# Exercício curto 1:
Reúna todas as linhas da listagem que contêm a palavra "chair".

# Texto citado:
━━━━
Austeridade e fáscio-jaguncismo, tudo a ver. Por Gilberto Maringoni

Atualizado em 22 de fevereiro de 2023 às 15:47
Austeridade fiscal promove corte de gastos sociais. Reprodução: Vermelho

Austeridade fiscal não é uma iniciativa episódica ou um freio de arrumação nas contas públicas. Austeridade fiscal é a forma perene de se administrar o capitalismo do século XXI através da ameaça infindável de mais cortes e mais constrangimentos aos orçamentos públicos. As políticas de austeridade fiscal são sempre brandidas pelo “mercado” e por seus representantes no aparelho de Estado como uma espécie de castigo bíblico contra o pecado capital (!) da gastança, que pode ser tanto o investimento em obras de infraestrutura, quanto o de levar comida ao prato dos miseráveis. A austeridade fiscal age como ameaça punitiva preventiva contra tentações de expansão de tarefas do Estado, como espada desembainhada sempre pronta a ser manuseada contra os inimigos da boa governança. Austeridade fiscal é a doutrina do choque aplicada à economia.

ESTAMOS EM CRISE, estamos em crise, estamos em crise e é preciso pagar por isso!

A AUSTERIDADE FISCAL é o complemento teoricamente racional ao bolsonarismo de porta de quartel, à chantagem de que se meu candidato não ganhou é porque fraude houve. O apelo positivista-jagunço à ordem equivale à criminalização de políticas fiscais expansivas. O golpismo dos ressentidos não nasceu junto das políticas de austeridade, mas a quadra histórica de esgarçamento do tecido social, fragmentação do mundo do trabalho, mas o austericismo retroalimenta a busca por soluções mágicas na esfera política.
━━━━
# Dados do exercício:
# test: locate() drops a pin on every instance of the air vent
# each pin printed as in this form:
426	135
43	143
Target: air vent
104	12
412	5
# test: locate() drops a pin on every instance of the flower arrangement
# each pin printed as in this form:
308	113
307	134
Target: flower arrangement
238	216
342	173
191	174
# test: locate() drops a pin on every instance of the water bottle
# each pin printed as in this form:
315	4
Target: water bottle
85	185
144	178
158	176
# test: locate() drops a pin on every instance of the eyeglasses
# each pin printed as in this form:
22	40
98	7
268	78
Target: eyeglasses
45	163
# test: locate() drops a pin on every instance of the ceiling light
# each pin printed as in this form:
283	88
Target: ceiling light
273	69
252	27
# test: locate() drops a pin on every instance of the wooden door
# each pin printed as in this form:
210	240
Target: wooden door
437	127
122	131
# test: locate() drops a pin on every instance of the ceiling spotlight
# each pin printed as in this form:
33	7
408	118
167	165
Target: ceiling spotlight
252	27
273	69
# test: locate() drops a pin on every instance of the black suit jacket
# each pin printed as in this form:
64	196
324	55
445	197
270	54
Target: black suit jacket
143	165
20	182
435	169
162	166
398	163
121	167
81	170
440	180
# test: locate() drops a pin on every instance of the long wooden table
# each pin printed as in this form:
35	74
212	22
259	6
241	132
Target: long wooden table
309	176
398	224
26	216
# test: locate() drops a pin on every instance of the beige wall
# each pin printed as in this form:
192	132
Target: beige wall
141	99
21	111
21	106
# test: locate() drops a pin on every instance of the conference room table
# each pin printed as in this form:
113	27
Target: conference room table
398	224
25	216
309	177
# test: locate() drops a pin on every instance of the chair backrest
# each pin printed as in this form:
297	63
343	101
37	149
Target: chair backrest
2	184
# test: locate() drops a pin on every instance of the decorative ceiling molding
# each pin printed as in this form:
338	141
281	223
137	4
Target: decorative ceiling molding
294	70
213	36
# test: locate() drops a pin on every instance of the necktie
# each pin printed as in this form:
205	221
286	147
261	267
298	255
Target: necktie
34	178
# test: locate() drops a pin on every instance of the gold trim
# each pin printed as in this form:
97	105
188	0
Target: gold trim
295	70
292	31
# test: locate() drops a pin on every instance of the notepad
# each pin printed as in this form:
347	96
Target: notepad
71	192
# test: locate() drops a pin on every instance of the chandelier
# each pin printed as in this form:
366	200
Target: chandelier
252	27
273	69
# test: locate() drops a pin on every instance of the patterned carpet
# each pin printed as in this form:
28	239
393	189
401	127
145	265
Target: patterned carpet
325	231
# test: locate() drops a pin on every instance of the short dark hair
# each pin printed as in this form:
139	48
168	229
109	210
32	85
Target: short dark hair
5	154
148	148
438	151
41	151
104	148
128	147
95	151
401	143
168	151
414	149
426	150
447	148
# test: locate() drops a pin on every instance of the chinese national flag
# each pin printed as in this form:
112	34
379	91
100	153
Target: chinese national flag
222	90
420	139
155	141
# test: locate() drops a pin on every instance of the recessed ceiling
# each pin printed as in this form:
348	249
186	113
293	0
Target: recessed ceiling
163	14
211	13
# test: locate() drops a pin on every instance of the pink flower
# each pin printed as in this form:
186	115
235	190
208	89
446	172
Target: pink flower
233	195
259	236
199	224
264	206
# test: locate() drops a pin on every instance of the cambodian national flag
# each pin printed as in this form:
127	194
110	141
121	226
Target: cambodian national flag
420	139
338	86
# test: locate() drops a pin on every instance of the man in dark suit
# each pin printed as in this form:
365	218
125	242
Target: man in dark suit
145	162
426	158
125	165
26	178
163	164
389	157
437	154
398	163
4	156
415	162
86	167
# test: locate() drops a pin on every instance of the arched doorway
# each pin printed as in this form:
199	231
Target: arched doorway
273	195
━━━━
# Exercício curto 2:
Retome o texto sobre austeridade fiscal logo após a última frase mostrada e dê continuidade a ele.

# Resposta 1:
# test: locate() drops a pin on every instance of the chair backrest
Target: chair backrest

# Resposta 2:
A AUSTERIDADE COMO MODO DE GESTÃO embute um componente profundamente fatalista e mítico à gestão pública. Depois do infindável sacrifício da contenção de dinheiro, eis que os céus se abrirão e a redenção do crescimento, do emprego e do dinheiro no bolso surgirá por encanto. O austericismo nos levará a uma solução mágica equivalente à do sebastianismo fardado resultante de vigílias coletivas por 7 dias e 7 noites em frente às tropas enfileiradas ou do socorro que virá dos ETs conectados aos celulares em nossas cabeças. A partir daí, o fogo purificador do golpe nos conduzirá à vida eterna.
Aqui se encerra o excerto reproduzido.